▶

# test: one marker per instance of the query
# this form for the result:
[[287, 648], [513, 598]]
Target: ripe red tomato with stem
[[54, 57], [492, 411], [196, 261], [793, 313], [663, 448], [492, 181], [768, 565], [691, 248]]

◀

What is needed: Can you update the items by replacing "ripe red tomato" with "green tomato" and leaving everything else unchanged?

Task answer:
# test: one marker per instance of the query
# this form for the result:
[[287, 648], [513, 598]]
Target: green tomato with stem
[[54, 57], [492, 411], [196, 261], [793, 313], [663, 448], [492, 181], [768, 565], [691, 248]]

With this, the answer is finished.